* START *

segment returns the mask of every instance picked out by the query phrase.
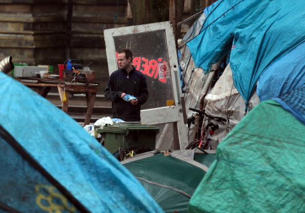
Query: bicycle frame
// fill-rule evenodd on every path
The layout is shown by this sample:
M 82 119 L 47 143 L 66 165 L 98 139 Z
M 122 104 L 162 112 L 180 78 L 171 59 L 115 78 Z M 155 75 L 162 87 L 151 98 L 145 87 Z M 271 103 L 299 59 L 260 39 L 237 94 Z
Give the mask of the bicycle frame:
M 208 149 L 212 149 L 212 147 L 210 144 L 210 142 L 212 141 L 213 138 L 213 135 L 214 134 L 215 131 L 218 129 L 219 128 L 219 126 L 218 124 L 212 122 L 212 120 L 215 120 L 217 121 L 220 122 L 222 123 L 222 121 L 226 122 L 226 120 L 220 117 L 213 117 L 211 115 L 209 115 L 205 113 L 205 110 L 197 110 L 196 109 L 190 108 L 189 109 L 197 112 L 199 113 L 199 126 L 198 128 L 198 130 L 197 130 L 197 134 L 198 135 L 201 135 L 200 140 L 197 140 L 194 142 L 191 142 L 186 148 L 186 149 L 194 149 L 195 147 L 199 147 L 200 148 L 202 148 L 202 149 L 205 149 L 207 148 Z M 202 130 L 202 127 L 203 124 L 203 118 L 204 116 L 206 116 L 207 117 L 208 123 L 206 126 L 205 127 L 204 129 L 203 130 L 203 132 L 202 134 L 201 133 Z M 207 132 L 209 128 L 211 127 L 211 130 L 208 132 L 208 135 L 207 135 L 207 138 L 205 141 L 204 141 L 204 137 L 205 136 L 205 132 Z M 197 137 L 197 138 L 198 138 Z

* END *

#### WRITTEN TASK:
Can you output every entry above verbatim, leaving out the pictures?

#### RESPONSE TO THIS EXERCISE:
segment returns the mask of every instance picked out by the query phrase.
Query: bicycle frame
// fill-rule evenodd on every path
The layout is shown by this sample:
M 82 119 L 47 143 L 66 165 L 98 139 Z
M 122 104 L 162 112 L 180 78 L 171 59 L 115 78 Z M 155 75 L 162 87 L 151 98 L 145 87 Z M 271 103 L 299 59 L 260 39 L 237 94 Z
Give the mask of the bicycle frame:
M 208 149 L 212 149 L 212 147 L 210 144 L 210 142 L 212 141 L 213 138 L 213 135 L 214 134 L 215 131 L 218 129 L 219 128 L 219 126 L 218 124 L 212 122 L 212 120 L 215 120 L 217 121 L 220 122 L 222 123 L 222 121 L 226 122 L 226 120 L 220 117 L 213 117 L 211 115 L 209 115 L 205 113 L 205 110 L 197 110 L 196 109 L 190 108 L 189 109 L 197 112 L 199 113 L 199 126 L 198 128 L 198 130 L 197 130 L 197 134 L 198 135 L 201 135 L 200 140 L 197 140 L 194 142 L 191 142 L 186 148 L 186 149 L 194 149 L 195 147 L 199 147 L 200 148 L 202 148 L 202 149 L 205 149 L 207 148 Z M 202 130 L 202 127 L 203 124 L 203 118 L 204 116 L 206 116 L 207 117 L 208 123 L 206 126 L 205 127 L 204 129 L 203 130 L 203 132 L 202 134 L 201 133 Z M 207 132 L 209 128 L 211 127 L 211 130 L 208 132 L 208 135 L 207 135 L 207 138 L 205 141 L 204 141 L 204 137 L 205 136 L 205 132 Z M 197 137 L 197 138 L 198 138 Z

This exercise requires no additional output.